◆ **Provided information**:
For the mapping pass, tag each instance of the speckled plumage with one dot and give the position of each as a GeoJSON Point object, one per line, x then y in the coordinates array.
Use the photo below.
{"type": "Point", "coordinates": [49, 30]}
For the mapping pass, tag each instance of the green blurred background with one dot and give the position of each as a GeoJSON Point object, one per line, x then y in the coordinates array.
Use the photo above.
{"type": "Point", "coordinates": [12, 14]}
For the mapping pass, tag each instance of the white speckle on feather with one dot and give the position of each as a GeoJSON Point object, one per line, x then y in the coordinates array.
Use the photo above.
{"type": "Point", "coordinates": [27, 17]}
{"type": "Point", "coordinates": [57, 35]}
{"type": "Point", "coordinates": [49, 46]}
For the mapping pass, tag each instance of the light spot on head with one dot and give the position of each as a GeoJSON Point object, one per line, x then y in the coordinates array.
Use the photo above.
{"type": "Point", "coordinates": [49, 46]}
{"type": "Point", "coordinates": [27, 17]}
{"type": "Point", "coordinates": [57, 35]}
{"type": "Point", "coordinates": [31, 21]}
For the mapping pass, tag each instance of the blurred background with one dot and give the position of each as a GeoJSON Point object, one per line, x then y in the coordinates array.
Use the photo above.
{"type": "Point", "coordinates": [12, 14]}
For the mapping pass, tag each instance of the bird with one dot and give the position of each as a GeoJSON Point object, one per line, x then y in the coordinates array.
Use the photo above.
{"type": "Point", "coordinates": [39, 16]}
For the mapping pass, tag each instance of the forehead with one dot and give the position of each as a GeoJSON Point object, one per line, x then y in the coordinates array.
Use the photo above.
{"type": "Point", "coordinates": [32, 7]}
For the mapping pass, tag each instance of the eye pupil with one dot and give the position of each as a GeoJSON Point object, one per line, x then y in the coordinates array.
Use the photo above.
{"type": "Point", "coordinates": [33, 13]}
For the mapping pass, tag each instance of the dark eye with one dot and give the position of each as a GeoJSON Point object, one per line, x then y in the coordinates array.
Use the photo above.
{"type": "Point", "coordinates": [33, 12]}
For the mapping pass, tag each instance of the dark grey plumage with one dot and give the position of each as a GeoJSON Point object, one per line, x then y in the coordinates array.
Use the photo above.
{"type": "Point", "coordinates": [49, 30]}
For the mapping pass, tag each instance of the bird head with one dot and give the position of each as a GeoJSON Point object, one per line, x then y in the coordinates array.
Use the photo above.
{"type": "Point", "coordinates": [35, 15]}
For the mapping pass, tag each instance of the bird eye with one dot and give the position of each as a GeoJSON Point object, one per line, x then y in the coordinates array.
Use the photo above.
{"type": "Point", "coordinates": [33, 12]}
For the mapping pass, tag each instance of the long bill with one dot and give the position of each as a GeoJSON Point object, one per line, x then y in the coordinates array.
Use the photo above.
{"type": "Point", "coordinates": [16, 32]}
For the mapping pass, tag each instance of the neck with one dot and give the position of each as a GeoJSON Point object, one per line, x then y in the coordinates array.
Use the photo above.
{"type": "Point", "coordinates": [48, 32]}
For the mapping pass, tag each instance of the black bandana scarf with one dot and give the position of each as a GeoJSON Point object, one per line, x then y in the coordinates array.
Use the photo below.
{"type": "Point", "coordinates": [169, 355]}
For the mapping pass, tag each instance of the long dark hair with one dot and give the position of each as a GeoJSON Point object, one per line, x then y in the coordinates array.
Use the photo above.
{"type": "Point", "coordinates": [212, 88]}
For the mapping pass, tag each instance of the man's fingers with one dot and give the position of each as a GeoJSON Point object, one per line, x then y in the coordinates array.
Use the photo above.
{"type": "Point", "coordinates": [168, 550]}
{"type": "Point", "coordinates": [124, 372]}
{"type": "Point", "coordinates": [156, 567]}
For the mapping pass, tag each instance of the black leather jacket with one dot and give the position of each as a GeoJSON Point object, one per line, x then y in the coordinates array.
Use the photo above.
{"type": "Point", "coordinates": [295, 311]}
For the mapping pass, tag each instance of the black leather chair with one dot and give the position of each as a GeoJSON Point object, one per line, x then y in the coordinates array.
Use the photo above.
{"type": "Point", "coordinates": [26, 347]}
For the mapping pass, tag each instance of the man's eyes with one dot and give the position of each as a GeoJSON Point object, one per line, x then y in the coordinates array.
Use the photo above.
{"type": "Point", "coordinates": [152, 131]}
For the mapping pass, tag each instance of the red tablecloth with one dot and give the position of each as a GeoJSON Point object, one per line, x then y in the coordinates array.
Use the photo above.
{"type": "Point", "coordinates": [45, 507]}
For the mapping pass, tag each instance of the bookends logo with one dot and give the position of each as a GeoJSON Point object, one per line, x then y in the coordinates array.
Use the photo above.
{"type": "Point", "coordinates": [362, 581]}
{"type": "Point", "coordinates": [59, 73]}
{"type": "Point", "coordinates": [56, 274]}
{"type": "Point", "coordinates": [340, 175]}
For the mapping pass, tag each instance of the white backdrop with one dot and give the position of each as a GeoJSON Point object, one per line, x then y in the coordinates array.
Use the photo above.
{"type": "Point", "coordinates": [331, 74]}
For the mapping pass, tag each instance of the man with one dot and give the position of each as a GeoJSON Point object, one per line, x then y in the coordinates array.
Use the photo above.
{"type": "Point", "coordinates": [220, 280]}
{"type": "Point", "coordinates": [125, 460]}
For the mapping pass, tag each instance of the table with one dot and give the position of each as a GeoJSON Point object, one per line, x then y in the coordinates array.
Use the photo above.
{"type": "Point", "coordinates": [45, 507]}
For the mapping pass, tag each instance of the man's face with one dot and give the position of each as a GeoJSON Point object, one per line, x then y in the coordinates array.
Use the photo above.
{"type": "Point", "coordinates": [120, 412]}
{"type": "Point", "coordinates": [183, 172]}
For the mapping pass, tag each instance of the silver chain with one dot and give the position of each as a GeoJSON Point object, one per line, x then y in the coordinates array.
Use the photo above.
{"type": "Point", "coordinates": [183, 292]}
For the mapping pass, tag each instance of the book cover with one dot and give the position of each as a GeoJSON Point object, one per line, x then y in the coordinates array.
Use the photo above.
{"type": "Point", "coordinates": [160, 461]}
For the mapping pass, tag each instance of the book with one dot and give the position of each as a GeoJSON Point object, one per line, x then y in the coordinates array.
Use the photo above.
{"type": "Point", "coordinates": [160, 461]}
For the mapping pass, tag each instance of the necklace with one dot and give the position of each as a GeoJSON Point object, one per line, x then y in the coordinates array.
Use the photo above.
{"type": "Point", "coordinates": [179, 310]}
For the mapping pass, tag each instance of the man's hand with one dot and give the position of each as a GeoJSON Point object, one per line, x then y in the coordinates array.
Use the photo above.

◆ **Task directions**:
Please extract exactly, and only, the lines from the line containing "For the mapping pass, tag each instance of the necklace" through the last line of the records.

◆ **Correct answer**:
For the mapping pass, tag each instance of the necklace with one dot and give the position of each as a GeoJSON Point object, one per line, x then y in the coordinates array.
Use the photo above.
{"type": "Point", "coordinates": [179, 310]}
For the mapping pass, tag each instance of the man's hand with one dot and give the position of each as a GeoJSON Point object, one per line, x then y in the coordinates array.
Use the photo above.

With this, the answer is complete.